Gezeigter Textauszug:
————————

Vier mal wurde die Stadt in der ersten Hälfte des 5. Jahrhunderts überfallen, berichten alte Quellen. Der Priester Salvian von Marseille, der ursprünglich aus der Region stammt und auch eine dieser Eroberungen und Zerstörungen von Trier miterlebt hat, schreibt drastisch über herumliegende Leichen, über Hunger, Kälte, Brand und Elend.

Salvians Bericht ist jedoch umstritten, weil er die Katastrophe mit dem wenig gottesfürchtigen Leben der Einwohner in Verbindung bringt, deren Eliten als Trostmittel vom Kaiser auch noch Zirkusspiele gefordert hätten. „Wir haben archäologisch überhaupt keinen einzigen Beleg“, sagt Ausstellungskuratorin Deppmeyer über die Barbaren-Angriffe. Immerhin lässt sich aus Salvians Worten ableiten, dass der Zirkus in Trier noch bestand. Wie lange, das weiß man nicht. Spätestens seit dem 6. Jahrhundert gehörte das Moselgebiet zum Großfränkischen Reich König Chlodwigs.

Der Untergang des römischen Reiches bringt einschneidende Veränderungen bei Bestattungen mit sich. Hatten die Römer ihre Toten jahrhundertelang immer, wie es Gesetz war, vor den Toren der Stadt beerdigt, findet man ab der ausgehenden Spätantike nun auch Gräber innerhalb der Stadt. „Die antiken Traditionen werden mit dem Zusammenbruch von Siedlungsgefüge aufgeweicht“, erklärt Clemens. Indem die römische Stadtmauer ihren Nutzen verliere, bestatteten die Menschen die Toten lieber in Siedlungsnähe – eine Entwicklung, die man auch andersorts, etwa in Rom, beobachten kann.

————————

Gesammeltes Material:
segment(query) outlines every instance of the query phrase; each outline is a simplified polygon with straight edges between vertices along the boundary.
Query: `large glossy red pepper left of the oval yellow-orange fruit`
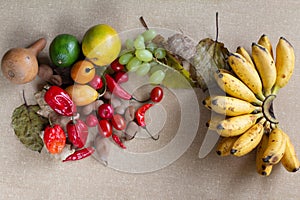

————————

Übungsteile:
a – Wie oft wurde die Stadt laut dem Textauszug über Trier in der ersten Hälfte des 5. Jahrhunderts überfallen?
b – Geben Sie bitte aus dem Textauszug über Trier den Abschnitt wortgetreu aus, der mit den Worten beginnt, die „Vier mal wurde“ enthalten, und mit „Brand und Elend.“ endet.
c – Prüfen Sie, ob die folgenden Aussagen mit dem Textauszug über Trier übereinstimmen. Antworten Sie jeweils mit Ja oder Nein und zitieren Sie die entscheidenden Worte des Textauszugs wörtlich.
(i) Salvian von Marseille stammte ursprünglich aus der Region.
(ii) Es gibt archäologische Belege für die Barbaren-Angriffe.
(iii) Die Römer beerdigten ihre Toten jahrhundertelang innerhalb der Stadt.
Das Material stammt aus einer anderen Quelle als der Textauszug.

Vorliegende Antworten:
a – Vier Mal.

b –
Vier mal wurde die Stadt in der ersten Hälfte des 5. Jahrhunderts überfallen, berichten alte Quellen. Der Priester Salvian von Marseille, der ursprünglich aus der Region stammt und auch eine dieser Eroberungen und Zerstörungen von Trier miterlebt hat, schreibt drastisch über herumliegende Leichen, über Hunger, Kälte, Brand und Elend.

c –
(i) Ja: „der ursprünglich aus der Region stammt“
(ii) Nein: „Wir haben archäologisch überhaupt keinen einzigen Beleg“
(iii) Nein: „vor den Toren der Stadt beerdigt“